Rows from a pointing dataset

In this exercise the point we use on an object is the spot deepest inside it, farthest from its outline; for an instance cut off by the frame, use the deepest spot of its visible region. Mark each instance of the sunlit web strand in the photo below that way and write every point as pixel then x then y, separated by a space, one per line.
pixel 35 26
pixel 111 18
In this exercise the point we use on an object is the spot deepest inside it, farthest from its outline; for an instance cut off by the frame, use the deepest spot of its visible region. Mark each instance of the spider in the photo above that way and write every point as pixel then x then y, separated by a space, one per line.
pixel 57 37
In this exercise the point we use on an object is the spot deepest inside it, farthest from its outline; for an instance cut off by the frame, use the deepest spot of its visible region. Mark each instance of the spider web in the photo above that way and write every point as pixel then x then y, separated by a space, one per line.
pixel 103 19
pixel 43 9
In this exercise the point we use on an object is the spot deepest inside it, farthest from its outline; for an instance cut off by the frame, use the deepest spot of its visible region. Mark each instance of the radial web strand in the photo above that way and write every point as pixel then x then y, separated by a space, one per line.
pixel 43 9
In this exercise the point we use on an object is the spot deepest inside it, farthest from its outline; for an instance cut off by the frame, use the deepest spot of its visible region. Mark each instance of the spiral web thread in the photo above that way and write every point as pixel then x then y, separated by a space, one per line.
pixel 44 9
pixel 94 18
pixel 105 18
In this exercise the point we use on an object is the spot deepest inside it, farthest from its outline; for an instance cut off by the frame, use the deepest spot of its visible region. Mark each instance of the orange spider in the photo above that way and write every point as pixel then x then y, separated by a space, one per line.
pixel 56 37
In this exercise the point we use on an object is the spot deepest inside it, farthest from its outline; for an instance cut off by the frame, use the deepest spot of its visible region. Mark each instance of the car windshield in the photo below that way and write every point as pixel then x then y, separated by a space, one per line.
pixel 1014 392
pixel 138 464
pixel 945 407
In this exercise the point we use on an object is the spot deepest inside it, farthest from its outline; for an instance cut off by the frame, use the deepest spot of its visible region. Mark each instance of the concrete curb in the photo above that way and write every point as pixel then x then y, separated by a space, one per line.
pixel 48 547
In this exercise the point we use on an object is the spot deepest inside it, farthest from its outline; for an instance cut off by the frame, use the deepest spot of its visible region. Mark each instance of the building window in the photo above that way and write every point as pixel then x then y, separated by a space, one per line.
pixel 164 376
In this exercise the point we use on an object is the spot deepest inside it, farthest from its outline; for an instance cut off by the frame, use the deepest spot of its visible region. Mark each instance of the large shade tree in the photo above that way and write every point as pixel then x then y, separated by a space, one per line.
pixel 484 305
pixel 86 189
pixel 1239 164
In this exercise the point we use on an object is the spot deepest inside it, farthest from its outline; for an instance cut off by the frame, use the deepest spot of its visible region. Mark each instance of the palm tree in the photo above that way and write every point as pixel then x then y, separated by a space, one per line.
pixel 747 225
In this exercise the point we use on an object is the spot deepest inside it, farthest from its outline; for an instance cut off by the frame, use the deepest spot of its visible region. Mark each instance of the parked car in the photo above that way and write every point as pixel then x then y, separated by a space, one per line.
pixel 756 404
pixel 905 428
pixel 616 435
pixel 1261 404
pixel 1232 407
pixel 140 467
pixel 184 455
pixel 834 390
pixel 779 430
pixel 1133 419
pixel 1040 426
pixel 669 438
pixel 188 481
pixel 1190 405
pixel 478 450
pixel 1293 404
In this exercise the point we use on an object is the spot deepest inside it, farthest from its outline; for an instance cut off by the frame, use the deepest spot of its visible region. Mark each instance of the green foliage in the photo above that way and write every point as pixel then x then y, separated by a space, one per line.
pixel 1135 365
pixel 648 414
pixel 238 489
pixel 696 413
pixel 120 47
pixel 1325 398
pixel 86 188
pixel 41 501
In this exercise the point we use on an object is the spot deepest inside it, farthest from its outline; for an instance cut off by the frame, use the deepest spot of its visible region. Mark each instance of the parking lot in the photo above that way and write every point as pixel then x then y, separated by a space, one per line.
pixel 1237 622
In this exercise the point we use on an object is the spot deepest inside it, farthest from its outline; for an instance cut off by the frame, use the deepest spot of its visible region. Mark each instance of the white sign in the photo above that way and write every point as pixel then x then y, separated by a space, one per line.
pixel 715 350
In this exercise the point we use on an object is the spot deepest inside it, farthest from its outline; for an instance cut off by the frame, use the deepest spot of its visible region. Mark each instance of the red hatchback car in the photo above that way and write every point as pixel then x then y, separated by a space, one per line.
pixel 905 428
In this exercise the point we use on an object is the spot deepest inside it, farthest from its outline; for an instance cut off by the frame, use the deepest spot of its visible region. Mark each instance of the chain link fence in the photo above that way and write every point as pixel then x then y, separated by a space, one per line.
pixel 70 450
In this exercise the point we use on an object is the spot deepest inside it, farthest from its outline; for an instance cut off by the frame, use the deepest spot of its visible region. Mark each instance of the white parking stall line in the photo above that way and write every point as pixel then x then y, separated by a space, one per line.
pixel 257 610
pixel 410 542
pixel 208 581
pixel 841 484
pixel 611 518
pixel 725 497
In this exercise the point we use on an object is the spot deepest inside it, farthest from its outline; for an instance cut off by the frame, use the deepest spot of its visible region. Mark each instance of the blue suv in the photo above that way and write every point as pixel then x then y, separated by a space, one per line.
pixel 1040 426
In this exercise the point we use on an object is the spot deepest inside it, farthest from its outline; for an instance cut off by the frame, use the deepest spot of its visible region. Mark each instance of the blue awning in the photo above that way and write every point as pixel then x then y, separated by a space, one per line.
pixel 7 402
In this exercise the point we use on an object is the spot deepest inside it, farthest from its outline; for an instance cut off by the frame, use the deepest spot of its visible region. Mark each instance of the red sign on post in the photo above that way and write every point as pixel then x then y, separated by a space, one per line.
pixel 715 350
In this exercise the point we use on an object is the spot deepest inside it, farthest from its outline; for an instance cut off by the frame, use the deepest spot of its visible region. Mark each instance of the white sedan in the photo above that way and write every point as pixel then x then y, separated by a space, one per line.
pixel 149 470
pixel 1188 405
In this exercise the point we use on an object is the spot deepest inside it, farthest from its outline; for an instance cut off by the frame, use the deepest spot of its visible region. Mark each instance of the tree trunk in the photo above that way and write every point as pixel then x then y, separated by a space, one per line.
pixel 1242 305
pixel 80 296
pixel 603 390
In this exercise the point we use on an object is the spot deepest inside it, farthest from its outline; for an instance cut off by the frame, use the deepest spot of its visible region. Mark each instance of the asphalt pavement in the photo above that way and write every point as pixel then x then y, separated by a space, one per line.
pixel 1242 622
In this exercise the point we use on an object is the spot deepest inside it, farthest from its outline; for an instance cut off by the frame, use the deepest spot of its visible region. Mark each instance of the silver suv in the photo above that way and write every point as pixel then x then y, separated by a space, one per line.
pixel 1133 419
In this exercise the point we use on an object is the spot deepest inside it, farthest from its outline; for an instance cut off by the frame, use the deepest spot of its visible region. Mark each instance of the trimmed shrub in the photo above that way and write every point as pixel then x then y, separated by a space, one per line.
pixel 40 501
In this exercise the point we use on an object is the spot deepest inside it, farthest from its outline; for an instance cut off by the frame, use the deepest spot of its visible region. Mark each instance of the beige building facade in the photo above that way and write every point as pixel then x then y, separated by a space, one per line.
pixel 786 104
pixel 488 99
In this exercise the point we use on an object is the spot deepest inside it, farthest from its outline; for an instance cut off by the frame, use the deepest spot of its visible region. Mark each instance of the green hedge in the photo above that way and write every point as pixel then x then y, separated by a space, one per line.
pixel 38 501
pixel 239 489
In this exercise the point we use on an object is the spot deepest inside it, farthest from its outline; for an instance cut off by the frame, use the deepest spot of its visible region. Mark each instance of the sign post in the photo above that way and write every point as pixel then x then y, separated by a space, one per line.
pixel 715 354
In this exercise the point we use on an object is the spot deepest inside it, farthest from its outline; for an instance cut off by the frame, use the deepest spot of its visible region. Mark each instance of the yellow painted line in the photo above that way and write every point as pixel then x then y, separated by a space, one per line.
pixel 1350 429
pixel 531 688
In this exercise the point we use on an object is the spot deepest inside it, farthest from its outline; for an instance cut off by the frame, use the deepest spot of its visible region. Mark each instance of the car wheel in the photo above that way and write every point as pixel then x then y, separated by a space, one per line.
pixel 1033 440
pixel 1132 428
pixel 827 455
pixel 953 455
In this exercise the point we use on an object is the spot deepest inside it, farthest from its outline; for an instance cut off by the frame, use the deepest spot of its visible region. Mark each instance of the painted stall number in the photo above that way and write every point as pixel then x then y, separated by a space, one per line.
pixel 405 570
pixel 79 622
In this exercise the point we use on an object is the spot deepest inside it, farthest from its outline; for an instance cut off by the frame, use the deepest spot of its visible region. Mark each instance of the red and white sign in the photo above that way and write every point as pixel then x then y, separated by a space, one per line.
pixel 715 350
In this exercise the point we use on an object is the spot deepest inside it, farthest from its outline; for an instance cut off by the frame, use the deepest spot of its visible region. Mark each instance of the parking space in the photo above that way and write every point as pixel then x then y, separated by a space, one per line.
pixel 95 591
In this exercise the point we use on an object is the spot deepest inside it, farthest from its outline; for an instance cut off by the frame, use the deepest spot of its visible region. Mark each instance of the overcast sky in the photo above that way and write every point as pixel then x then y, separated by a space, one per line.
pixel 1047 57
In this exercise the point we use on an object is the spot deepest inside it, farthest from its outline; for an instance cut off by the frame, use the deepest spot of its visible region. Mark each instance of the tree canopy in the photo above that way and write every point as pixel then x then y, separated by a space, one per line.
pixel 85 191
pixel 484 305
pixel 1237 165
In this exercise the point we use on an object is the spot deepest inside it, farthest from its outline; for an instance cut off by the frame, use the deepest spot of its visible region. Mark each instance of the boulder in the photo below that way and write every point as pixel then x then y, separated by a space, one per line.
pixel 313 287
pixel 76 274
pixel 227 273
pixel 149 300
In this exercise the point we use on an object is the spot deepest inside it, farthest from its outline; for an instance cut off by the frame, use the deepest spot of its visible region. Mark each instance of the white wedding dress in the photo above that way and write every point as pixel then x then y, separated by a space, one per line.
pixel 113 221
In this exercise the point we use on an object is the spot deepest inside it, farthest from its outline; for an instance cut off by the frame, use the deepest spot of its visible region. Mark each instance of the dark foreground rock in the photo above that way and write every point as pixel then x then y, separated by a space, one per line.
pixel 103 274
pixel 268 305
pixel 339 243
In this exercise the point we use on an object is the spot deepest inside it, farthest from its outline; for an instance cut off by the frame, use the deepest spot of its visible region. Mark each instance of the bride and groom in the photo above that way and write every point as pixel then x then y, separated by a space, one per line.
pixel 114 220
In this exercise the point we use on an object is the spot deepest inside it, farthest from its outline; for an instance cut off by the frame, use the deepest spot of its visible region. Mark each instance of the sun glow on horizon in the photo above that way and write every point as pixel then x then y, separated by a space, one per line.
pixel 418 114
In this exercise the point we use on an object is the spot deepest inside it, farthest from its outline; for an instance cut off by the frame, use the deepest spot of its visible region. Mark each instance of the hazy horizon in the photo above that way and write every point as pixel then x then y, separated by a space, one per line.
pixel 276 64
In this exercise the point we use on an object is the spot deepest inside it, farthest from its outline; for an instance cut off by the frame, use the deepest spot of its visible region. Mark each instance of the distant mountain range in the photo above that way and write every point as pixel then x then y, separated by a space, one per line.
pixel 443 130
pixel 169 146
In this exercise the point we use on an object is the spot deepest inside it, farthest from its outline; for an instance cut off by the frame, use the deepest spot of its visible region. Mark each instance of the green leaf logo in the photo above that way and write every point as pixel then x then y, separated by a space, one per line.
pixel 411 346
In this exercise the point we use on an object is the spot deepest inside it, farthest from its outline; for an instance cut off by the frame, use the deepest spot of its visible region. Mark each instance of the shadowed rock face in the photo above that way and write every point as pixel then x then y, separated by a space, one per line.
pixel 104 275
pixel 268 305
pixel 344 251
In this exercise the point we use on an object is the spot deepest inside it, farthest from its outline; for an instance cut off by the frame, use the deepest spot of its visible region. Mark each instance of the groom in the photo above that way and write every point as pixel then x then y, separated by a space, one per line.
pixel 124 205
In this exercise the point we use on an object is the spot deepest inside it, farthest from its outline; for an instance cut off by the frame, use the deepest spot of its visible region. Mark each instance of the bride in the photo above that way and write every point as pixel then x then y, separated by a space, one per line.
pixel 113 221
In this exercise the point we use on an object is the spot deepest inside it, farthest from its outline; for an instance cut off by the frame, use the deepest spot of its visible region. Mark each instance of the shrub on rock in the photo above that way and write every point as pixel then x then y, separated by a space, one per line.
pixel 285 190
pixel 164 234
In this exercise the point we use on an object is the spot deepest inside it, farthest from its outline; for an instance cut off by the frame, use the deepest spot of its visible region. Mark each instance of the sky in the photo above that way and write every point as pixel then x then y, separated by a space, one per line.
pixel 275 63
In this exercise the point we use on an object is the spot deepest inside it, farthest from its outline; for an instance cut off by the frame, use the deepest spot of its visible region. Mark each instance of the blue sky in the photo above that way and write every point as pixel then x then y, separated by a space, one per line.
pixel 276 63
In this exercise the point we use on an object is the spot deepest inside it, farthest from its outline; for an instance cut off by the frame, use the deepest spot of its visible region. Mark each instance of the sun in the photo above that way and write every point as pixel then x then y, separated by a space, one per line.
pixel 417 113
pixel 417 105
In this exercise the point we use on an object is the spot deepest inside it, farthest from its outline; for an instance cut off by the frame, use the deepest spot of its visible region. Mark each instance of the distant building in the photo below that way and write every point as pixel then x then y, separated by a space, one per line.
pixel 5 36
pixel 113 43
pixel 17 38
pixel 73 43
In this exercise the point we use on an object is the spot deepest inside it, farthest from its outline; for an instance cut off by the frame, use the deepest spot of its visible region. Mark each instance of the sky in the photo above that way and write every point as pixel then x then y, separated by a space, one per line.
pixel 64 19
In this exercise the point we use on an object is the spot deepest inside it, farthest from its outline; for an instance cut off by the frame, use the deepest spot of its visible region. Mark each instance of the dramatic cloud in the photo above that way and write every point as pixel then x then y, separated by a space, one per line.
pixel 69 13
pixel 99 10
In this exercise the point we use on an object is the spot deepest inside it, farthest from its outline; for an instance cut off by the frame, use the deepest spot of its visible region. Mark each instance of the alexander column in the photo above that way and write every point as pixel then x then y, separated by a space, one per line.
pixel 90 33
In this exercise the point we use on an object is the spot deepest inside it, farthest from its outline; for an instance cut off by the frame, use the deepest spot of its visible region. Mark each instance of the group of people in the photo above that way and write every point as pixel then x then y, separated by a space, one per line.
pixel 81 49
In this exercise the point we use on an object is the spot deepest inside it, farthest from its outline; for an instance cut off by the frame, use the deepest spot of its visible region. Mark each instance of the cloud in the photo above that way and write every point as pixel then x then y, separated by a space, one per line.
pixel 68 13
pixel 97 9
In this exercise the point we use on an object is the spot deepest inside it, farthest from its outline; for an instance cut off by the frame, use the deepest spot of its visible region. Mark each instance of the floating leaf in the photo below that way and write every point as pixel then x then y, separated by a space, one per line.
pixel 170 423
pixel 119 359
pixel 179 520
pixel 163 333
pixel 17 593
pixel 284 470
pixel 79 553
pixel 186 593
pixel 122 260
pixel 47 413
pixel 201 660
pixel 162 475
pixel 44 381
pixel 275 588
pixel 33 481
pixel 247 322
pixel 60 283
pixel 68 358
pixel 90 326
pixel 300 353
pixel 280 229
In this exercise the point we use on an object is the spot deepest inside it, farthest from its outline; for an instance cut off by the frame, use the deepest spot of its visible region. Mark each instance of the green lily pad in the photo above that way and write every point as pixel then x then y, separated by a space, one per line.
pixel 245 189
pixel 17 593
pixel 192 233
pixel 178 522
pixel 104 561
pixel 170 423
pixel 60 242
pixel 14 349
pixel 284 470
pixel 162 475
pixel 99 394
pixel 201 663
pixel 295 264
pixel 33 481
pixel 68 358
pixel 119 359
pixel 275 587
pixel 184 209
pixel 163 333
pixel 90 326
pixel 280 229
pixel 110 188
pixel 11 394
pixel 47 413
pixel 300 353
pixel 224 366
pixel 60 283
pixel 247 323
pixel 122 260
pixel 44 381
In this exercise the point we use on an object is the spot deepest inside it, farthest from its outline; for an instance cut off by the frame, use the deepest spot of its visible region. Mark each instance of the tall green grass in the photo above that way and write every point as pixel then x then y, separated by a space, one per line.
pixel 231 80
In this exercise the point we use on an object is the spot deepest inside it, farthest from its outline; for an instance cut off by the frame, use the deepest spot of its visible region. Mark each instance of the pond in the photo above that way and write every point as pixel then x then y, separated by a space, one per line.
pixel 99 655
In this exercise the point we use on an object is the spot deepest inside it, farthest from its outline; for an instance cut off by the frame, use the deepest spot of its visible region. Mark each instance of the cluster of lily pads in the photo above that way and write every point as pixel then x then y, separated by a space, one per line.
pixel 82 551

* What you should do
Your task is to reproduce, exactly and exclusively, the lines from the one holding "of the cluster" through the final line of the listing.

* Output
In this exercise the point we use on an object is the spot deepest inside it, farthest from its outline; for an instance cut off by the frame, use the deepest spot of its visible region. Mark each instance of the cluster of lily pads in the photo above that way and write every point as pixel then x then y, separated by a space, one per line.
pixel 82 551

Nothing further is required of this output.